MATERIALS PROVIDED:
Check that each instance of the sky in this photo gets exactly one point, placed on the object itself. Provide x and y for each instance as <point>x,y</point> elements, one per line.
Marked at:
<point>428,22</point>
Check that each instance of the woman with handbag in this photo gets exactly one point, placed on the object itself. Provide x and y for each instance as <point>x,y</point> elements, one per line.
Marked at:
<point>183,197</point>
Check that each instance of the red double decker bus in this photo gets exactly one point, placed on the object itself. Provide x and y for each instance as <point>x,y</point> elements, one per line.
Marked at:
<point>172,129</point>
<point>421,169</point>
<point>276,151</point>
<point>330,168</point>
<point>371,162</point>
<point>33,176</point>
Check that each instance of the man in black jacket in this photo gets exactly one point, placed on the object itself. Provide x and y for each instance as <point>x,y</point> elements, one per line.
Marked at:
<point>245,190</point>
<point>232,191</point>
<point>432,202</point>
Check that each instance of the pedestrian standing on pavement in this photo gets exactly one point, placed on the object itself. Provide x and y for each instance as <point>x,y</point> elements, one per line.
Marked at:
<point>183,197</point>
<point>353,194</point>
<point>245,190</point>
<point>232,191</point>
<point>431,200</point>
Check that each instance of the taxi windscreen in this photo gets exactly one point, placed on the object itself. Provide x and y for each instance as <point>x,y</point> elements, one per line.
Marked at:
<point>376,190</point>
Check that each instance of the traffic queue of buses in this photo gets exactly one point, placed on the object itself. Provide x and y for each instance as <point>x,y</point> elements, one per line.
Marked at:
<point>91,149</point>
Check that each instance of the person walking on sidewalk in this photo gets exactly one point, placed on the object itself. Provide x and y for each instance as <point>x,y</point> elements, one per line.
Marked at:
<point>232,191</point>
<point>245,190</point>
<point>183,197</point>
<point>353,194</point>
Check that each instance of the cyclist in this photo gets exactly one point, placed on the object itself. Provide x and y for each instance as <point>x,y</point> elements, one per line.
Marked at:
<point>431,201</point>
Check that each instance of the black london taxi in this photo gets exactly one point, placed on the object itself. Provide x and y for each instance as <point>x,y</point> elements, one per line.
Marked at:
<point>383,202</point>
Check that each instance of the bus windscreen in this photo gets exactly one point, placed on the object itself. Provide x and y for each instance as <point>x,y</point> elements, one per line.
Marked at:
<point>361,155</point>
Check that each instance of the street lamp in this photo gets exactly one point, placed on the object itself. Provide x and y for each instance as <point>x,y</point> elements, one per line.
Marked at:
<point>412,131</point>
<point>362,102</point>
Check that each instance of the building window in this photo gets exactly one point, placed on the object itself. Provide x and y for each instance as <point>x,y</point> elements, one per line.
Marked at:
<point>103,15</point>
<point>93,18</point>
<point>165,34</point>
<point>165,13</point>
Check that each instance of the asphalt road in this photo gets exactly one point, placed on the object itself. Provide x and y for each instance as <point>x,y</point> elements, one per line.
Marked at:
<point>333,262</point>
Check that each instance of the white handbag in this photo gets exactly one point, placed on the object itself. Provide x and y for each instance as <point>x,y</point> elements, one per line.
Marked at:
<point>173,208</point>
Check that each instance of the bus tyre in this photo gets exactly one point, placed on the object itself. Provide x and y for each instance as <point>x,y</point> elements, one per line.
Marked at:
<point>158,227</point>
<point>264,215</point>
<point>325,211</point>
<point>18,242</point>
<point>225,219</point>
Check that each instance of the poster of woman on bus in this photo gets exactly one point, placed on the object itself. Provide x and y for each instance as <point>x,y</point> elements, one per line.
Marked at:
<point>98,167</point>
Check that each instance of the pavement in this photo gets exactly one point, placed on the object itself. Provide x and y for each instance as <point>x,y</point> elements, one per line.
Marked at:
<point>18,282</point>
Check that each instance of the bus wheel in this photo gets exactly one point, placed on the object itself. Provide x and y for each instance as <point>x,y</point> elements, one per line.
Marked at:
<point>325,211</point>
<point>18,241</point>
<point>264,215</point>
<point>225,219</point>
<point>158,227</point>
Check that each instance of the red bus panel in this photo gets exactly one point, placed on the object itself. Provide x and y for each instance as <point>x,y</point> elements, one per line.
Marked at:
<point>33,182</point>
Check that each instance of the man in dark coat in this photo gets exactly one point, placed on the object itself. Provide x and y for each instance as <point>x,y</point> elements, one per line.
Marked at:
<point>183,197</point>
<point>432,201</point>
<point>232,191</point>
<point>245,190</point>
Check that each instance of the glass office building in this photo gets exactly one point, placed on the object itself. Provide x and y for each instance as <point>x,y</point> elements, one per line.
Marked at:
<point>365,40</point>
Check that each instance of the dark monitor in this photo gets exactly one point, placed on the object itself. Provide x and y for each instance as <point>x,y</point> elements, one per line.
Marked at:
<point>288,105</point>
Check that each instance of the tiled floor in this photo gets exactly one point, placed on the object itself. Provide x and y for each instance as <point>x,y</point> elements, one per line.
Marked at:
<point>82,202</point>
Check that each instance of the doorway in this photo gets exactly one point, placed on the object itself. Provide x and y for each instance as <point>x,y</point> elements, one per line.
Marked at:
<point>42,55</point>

TASK PROMPT:
Among the records above, find each line holding "black" and list it.

WRITTEN ANSWER:
Check that each instance of the man in black jacket in this photo gets exactly one point, placed on the object itself. Provide x and y for each instance as <point>x,y</point> elements, one per line.
Check that each instance of the black london taxi in this photo gets exactly one point, placed on the object itself. Provide x and y for each instance as <point>x,y</point> elements, one per line.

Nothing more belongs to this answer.